- _TEXT SHOWN_
# Yosemite in March



## Sydkid (Feb 10, 2009)

I will be heading out to Yosemite in mid-March, and was wondering if there were any "must-shoot" locations I should include while there.  I would really like shots of a waterfall, a lake, a mountain peak, a sunset/sunrise.  I'd like to take some from different locations, so they're not just your same-old-everyday shots of the Park.  Thanks.


----------



## Jeff Canes (Feb 12, 2009)

How much snow did the park get this year?  I was there in March of 2004, I recall that being a heavy snow year.  At that time only the southwest road in to village was open to cars without chains. The parts of the north road were open only to skiers and snowmobiles


----------



## EasternSierra (Feb 18, 2009)

It's been snowing heavily on the eastern slope of the Sierras over the last 2 weeks.  And by heavily I mean that 2 weeks ago...we had about 80 inches of snowpack in the mountains.  Today, we have about 185 inches.  

So if you are heading to the Valley from the south or west side of the mountains, you *should* be OK.  The valley floor sits between 2,000 and 4,000' in elevation, so the snow *should* be minimal in the valley, giving you access to all of the classic valley shots...El Cap, Half Dome, the Merced River, Bridalveil and Yosemite Falls...all *should* be accessible from the west side in mid-March.

- _Dataset excerpt_

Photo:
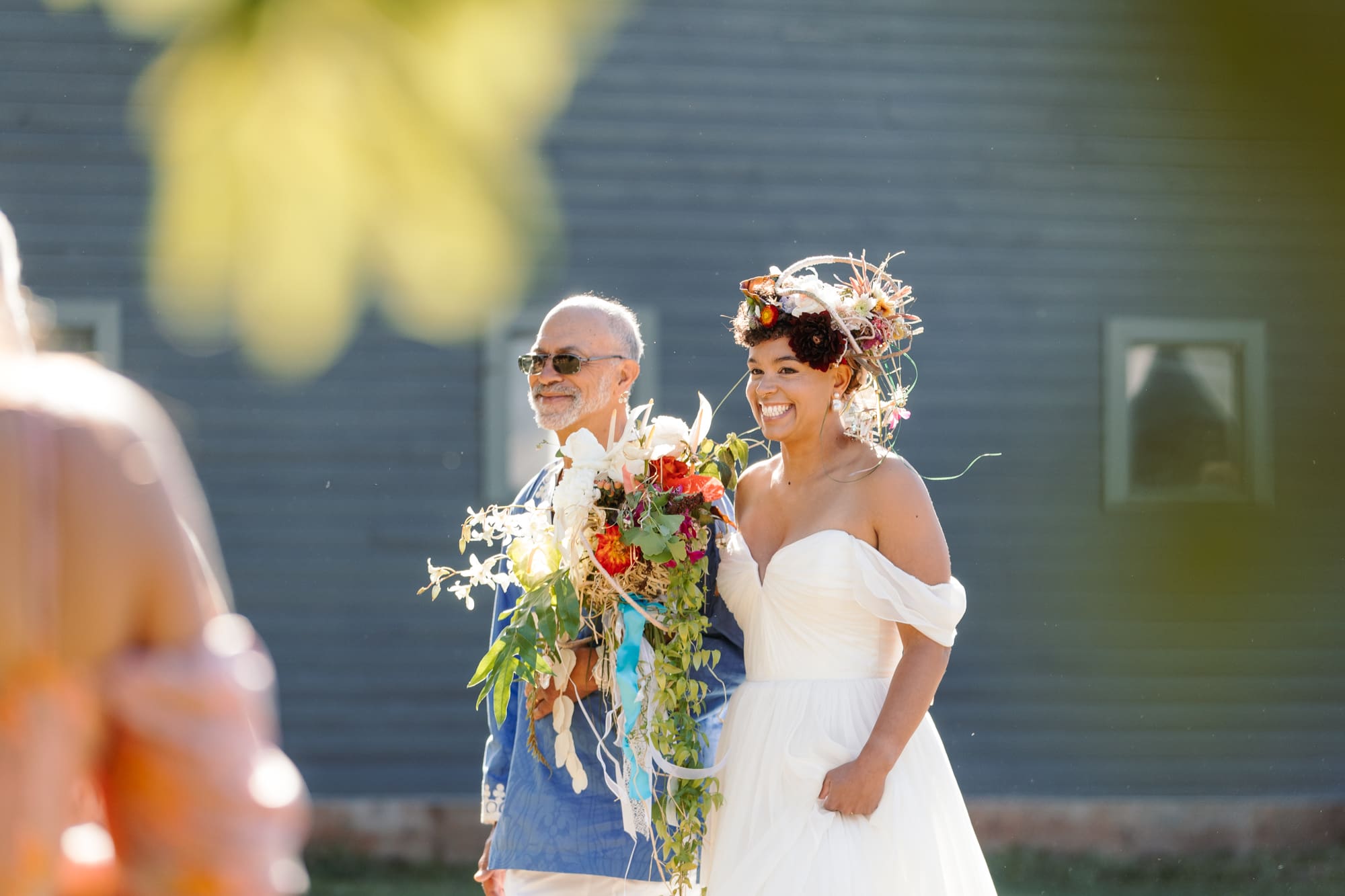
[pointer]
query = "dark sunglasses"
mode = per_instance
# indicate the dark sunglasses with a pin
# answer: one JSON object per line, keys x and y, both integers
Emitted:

- _PROBLEM STATEMENT_
From the Yosemite thread, extract the passage starting at "It's been snowing" and ending at "about 185 inches.".

- _OUTPUT FOR THIS EXERCISE_
It's been snowing heavily on the eastern slope of the Sierras over the last 2 weeks.  And by heavily I mean that 2 weeks ago...we had about 80 inches of snowpack in the mountains.  Today, we have about 185 inches.